*Requirements*. Put the lines of the records below into a numbered list, from the line containing "Please tag the standing" through the last line of the records, both included. Leave out any blank lines.

*Records shown*.
■ ■ ■

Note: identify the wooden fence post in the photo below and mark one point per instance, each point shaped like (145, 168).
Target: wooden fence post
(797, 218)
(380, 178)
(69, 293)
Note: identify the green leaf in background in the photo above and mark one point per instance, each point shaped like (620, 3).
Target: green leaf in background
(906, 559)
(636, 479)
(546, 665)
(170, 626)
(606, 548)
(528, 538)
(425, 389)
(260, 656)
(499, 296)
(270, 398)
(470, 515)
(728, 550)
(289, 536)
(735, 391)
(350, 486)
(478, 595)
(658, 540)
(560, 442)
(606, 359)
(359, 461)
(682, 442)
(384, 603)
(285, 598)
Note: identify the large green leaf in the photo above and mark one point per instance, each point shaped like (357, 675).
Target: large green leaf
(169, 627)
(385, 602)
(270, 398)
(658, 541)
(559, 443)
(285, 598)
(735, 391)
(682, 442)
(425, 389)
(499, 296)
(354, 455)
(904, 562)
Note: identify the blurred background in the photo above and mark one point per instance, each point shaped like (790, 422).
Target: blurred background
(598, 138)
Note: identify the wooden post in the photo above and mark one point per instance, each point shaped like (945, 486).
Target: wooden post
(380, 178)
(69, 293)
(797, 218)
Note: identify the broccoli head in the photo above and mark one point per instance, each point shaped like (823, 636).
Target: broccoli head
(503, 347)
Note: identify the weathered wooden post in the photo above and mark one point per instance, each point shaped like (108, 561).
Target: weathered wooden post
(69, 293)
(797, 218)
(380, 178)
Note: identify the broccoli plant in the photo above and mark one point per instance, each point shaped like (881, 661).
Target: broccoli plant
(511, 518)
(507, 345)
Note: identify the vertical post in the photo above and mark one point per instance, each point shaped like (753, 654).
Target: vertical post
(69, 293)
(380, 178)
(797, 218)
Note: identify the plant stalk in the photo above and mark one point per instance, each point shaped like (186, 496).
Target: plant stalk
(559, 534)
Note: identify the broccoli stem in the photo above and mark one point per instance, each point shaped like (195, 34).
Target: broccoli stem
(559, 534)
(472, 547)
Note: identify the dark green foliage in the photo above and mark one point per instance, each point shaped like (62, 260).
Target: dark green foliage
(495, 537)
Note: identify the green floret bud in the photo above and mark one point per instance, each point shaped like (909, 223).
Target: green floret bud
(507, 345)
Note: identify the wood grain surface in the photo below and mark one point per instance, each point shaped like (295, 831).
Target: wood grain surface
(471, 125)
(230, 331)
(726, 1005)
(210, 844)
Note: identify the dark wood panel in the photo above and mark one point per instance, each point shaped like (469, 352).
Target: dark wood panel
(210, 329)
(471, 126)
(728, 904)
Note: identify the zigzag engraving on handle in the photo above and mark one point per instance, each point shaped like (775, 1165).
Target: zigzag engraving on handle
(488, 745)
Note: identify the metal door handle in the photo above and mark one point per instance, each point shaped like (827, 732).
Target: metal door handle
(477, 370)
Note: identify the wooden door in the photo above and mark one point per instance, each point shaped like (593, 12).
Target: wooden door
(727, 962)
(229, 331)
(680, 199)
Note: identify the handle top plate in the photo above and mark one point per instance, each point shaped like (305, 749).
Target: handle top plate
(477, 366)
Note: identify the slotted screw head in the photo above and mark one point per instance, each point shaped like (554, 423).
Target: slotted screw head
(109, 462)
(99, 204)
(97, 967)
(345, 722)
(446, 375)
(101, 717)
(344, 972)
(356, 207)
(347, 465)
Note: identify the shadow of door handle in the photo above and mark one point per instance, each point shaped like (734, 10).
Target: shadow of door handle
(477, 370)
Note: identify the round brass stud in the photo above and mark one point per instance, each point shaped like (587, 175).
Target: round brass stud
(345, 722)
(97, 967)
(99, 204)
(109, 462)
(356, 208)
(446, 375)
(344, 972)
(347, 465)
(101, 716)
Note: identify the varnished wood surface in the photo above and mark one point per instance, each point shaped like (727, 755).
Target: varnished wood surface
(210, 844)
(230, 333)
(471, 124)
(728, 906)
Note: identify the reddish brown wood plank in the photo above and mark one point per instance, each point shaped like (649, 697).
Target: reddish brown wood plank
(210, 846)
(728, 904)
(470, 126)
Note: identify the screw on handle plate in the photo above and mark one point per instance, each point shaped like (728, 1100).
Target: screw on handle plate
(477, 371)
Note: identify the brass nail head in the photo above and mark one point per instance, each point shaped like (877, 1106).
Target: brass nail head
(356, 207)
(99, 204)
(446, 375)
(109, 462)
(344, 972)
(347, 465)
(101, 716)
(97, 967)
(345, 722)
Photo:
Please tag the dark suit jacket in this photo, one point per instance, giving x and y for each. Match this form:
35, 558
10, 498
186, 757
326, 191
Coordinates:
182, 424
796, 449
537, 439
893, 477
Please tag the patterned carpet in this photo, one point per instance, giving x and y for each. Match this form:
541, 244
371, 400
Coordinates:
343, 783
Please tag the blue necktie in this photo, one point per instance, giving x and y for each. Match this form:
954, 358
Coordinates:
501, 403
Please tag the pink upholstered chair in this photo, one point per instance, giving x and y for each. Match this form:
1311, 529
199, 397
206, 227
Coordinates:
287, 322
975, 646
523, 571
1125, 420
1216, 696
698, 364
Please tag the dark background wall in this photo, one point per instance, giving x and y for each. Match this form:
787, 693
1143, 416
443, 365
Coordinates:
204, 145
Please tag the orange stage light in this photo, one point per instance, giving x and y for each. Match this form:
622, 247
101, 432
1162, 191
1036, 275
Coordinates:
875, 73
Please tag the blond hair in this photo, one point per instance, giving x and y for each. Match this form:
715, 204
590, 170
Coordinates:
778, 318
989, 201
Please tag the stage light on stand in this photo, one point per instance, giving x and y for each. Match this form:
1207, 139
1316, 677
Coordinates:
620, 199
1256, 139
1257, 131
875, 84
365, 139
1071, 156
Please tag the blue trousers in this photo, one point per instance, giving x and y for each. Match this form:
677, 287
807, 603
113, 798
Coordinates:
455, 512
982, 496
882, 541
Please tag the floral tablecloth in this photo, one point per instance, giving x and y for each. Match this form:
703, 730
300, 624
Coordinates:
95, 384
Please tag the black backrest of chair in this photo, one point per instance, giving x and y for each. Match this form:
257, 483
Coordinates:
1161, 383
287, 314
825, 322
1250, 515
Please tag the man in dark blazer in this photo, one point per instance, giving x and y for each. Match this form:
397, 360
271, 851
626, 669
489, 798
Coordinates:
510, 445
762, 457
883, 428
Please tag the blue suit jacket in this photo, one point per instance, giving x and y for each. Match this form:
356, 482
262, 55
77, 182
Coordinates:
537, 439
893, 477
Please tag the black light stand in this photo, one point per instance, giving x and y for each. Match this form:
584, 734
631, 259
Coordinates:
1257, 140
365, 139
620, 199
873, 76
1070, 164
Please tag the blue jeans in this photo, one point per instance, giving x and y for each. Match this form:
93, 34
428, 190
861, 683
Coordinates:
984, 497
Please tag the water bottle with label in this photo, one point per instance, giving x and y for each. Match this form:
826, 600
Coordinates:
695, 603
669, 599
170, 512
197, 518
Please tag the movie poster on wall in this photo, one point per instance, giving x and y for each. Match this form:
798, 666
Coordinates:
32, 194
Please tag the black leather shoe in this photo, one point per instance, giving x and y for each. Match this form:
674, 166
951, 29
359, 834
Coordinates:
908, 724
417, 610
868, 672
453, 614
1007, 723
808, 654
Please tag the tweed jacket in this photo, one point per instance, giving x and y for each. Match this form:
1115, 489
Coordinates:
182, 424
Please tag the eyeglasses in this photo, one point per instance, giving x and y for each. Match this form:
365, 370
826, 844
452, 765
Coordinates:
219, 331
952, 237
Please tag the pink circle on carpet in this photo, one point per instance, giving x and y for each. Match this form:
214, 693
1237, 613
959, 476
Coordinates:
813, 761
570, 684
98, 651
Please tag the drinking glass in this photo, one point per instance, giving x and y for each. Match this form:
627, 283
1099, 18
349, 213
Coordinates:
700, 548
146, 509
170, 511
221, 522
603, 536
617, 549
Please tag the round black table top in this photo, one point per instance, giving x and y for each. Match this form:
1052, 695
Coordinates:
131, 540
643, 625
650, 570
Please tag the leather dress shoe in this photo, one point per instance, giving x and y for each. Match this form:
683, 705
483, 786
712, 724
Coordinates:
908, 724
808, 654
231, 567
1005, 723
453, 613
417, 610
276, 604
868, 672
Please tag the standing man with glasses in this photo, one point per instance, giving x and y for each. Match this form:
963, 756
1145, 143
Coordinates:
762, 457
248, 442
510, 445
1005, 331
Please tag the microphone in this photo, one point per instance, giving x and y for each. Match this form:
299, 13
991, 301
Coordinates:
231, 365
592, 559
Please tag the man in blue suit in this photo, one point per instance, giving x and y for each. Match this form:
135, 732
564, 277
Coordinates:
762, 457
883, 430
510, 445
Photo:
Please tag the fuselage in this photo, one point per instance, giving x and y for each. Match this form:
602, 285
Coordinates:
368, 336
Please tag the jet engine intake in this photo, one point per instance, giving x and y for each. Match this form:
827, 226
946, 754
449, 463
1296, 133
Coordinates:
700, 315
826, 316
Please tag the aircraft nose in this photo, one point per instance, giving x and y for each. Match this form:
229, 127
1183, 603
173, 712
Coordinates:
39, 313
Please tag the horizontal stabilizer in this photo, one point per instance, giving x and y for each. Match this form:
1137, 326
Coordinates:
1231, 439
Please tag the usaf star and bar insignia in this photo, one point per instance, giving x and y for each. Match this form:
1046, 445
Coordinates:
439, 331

■ ■ ■

*Output*.
1. Please tag the standing man with glasses in this photo, one point per instance, giving x and y for each. Match this form:
2. 963, 756
3. 1145, 143
4. Coordinates:
5. 762, 457
6. 248, 442
7. 510, 445
8. 1005, 331
9. Please tag the microphone in this photo, one point per instance, giving x and y for each. Match this form:
10. 299, 13
11. 991, 301
12. Coordinates:
13. 231, 365
14. 592, 559
15. Please tag the man in blue suit in this photo, one point per instance, giving x and y for each. Match this form:
16. 135, 732
17. 564, 277
18. Coordinates:
19. 762, 457
20. 883, 430
21. 510, 445
22. Photo:
23. Please tag the fuselage in this photo, one point per instance, giving x and y for each. Match this form:
24. 602, 285
25. Coordinates:
26. 368, 336
27. Please tag the jet engine intake in this photo, one point per instance, giving x and y for each. Match this form:
28. 827, 226
29. 946, 754
30. 449, 463
31. 1296, 133
32. Coordinates:
33. 700, 315
34. 826, 316
35. Please tag the aircraft nose in this photo, one point per instance, giving x and y for each. Match this form:
36. 229, 127
37. 1183, 603
38. 173, 712
39. Coordinates:
40. 39, 313
41. Please tag the horizontal stabilizer in this photo, one point per instance, giving x and y for each. Match this form:
42. 1137, 326
43. Coordinates:
44. 1231, 439
45. Please tag the usaf star and bar insignia in this photo, one point per instance, giving x and y for each. Match this form:
46. 1046, 445
47. Coordinates:
48. 439, 331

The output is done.